Client

How to use the Dataquality Client with the dataquality python package in your Databricks Notebook?

Running a measurement with the Dataquality Client will result in two dataframes: one with row-level checks and one with aggregate checks. Additionaly, a measurement object is returned in which you can find the details of your measure run, including the criteria and the mapping that was used to execute the measure. Provide the criteria for your measurement in yaml format:

  1. Import the Dataquality Client from the dataquality package

import adq.client
  1. Run the Dataquality Client to start a measurement and retrieve the measurement results.

%%measure
table: samples.tpch.nation 
columns:
- name: n_nationkey
  datatype: integer
  checks:
  - type: in_range
    min: 0
    max: 10
  - type: custom
    expression: ${{ column }} > 0
  1. Retrieve the results from the previous cell by running the following command.

» Extracted data:
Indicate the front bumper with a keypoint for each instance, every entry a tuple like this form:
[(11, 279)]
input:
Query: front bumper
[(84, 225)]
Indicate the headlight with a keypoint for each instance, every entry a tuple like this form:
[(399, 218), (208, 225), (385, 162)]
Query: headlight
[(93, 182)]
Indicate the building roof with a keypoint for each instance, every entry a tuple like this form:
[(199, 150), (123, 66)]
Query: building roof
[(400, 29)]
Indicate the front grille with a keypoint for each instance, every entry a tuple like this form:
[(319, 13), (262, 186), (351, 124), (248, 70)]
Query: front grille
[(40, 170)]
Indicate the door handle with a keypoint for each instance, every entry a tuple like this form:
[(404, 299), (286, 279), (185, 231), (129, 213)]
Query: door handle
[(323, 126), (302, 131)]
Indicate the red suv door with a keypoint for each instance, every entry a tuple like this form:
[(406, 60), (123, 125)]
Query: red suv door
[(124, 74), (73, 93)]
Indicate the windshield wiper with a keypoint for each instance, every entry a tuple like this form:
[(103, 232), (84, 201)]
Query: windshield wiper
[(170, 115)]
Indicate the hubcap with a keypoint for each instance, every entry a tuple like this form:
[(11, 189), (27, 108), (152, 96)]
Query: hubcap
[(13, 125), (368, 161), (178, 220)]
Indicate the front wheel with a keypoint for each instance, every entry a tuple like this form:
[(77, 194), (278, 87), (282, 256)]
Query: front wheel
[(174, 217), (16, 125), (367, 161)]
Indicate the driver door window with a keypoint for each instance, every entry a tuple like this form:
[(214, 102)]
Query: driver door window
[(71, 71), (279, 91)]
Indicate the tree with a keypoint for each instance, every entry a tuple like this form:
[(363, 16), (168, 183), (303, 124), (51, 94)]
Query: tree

» Tasks for this exercise:
1. Answer the following questions using the Dataquality Client guide.
(a) How many dataframes result from running a measurement, and what kind of checks does each one hold?
(b) In what format should the criteria for a measurement be provided?
(c) Which table does the sample measurement target?
2. Does each statement below agree with the Dataquality Client guide? For each one, answer yes or no and quote the words that decide it.
(a) The returned measurement object includes the mapping used to execute the measure.
(b) The in_range check on n_nationkey sets a maximum of 100.
(c) The n_nationkey column is declared with a string datatype.
3. Continue the Dataquality Client guide from its final line.

» Task-by-task outputs:
1.
(a) Two dataframes: one with row-level checks and one with aggregate checks.
(b) In yaml format.
(c) samples.tpch.nation

2.
(a) Yes: "including the criteria and the mapping that was used to execute the measure"
(b) No: "max: 10"
(c) No: "datatype: integer"

3.
measurement = _
  1. Retrieve and query the measure dataframes

In the row-check dataframe, the “__cast_xxx” column refers to the datatype check in the yaml(in this case integer), and the “__check_xxx” columns refer to the checks configured in the yaml under checks.

%sql
select * from adq_row
select * from adq_agg
  1. Retrieve information from the measurement object

In the measurement object, you can find which “__check_xxx” column is mapped to the executed check in the measurement.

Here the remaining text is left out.